Dokumenttext =>
++++++++

Der Stuiben sollte es werden. Da es schwer ist, vom Tal aus einzuschätzen, wie die Bedingungen oben am Grat sind, wollte ich dort entscheiden, ob ich die gesamte Nagelfluhkette bis nach Hittisau laufen oder süd- oder nordseitig vom Grat absteigen und zurück nach Immenstadt wandern würde. Bis Sonntag hatte ich Zeit, also war keine Eile geboten. Kurzzeitig war ich fast soweit, die Tour abzusagen- Leute warnten mich vor dem vielen Schnee, der Lawinenlagebericht sagte Gefahrenstufe drei (erheblich) für die Tage voraus. Dennoch, ich wollte raus, nicht zuletzt weil ich dringend ein paar freie Minuten brauchte, in denen ich ungestört über meine Abschlussarbeit nachdenken konnte. Also packte ich meinen Rucksack und bereitete mich auf viel Schnee vor. Die Schneeschuhe ließ ich nach längerer Überlegung zurück um Gewicht zu sparen. Sollte ich tatsächlich so tief einsinken, konnte ich jederzeit umdrehen oder mein Zelt an Ort und Stelle aufbauen. Und außerdem: Kammerlander und Co. gehen ja schließlich auch ohne Schneeschuhe auf die hohen Berge 🙂

Warum allein?

++++++++

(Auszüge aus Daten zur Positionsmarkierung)
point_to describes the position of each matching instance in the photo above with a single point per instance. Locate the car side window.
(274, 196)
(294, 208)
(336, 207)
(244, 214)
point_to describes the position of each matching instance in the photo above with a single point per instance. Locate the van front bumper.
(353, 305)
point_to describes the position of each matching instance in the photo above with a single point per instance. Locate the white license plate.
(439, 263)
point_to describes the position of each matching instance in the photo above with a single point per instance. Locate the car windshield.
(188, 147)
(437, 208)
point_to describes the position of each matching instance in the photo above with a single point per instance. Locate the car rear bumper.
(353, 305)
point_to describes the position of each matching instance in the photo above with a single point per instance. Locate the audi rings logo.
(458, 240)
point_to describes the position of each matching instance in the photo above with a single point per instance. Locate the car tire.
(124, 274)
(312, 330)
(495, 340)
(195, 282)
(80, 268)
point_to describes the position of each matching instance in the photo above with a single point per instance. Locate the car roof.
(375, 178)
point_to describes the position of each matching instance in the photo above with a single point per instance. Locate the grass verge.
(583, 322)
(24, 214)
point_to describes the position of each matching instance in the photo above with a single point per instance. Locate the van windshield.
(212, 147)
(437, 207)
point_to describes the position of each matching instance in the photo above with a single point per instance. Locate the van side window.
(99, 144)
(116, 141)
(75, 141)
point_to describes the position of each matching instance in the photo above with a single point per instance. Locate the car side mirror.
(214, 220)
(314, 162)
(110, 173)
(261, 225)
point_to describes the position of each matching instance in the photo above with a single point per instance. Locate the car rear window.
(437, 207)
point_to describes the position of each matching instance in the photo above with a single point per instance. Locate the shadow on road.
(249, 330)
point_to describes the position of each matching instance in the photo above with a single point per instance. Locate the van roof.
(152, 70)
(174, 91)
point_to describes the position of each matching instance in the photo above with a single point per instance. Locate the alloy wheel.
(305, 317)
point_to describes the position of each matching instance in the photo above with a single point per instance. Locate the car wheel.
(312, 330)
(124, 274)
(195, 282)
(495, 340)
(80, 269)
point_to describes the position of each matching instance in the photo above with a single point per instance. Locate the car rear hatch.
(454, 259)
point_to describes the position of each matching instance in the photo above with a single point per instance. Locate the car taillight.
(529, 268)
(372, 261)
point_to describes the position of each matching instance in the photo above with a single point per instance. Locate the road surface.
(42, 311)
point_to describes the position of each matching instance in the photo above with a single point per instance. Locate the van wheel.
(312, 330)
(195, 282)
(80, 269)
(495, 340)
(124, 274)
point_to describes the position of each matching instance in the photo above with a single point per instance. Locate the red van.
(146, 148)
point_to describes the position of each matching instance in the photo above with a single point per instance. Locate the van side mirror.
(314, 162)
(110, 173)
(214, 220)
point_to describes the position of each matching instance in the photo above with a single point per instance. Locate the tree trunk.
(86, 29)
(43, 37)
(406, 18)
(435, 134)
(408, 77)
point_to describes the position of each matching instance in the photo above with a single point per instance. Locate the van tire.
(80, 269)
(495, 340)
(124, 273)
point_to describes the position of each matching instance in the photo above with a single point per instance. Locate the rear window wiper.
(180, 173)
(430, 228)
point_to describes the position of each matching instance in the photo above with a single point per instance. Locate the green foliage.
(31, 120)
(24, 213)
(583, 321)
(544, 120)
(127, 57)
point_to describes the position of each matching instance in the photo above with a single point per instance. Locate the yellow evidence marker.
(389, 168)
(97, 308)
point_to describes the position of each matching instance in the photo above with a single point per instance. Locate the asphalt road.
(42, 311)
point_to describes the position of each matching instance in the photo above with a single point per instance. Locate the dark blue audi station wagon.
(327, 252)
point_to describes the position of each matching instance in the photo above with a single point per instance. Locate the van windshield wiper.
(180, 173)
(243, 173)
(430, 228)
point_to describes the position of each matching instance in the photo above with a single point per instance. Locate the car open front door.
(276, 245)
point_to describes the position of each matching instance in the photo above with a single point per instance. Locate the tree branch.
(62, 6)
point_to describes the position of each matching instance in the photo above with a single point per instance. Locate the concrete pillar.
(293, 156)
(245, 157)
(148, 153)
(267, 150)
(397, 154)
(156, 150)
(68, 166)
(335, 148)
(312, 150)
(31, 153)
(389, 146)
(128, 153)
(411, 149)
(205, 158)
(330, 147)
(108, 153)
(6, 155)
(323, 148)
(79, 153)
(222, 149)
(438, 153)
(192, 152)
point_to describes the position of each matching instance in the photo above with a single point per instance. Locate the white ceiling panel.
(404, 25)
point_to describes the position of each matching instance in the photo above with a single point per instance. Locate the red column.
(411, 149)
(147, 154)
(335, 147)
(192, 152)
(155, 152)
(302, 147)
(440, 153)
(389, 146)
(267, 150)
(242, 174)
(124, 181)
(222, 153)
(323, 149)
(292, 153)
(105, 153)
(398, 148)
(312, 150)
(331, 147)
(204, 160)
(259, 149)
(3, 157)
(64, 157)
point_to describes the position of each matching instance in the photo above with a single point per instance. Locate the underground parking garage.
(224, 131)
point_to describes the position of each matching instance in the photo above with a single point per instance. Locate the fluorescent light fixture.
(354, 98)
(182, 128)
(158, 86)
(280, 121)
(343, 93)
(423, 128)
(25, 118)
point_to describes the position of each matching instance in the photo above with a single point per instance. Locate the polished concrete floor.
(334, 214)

++++++++

Anforderungen =>
• A. Beantworte bitte anhand des Dokumenttexts die folgenden Fragen, jede Antwort auf einer eigenen Zeile und gleich markiert:
(i) Welche Gefahrenstufe sagte der Lawinenlagebericht für die Tage voraus?
(ii) Bis zu welchem Tag war Zeit für die Tour?
(iii) Was wurde nach längerer Überlegung zurückgelassen, und zu welchem Zweck?
• B. Ermittle, wie viele Zeilen der Auflistung die Zeichenfolge „roof“ enthalten, wobei Groß- und Kleinschreibung zählt. Gib nur die Zahl an.

Lösungen =>
• A.
(i) Gefahrenstufe drei (erheblich)
(ii) Bis Sonntag
(iii) Die Schneeschuhe, um Gewicht zu sparen

• B. 2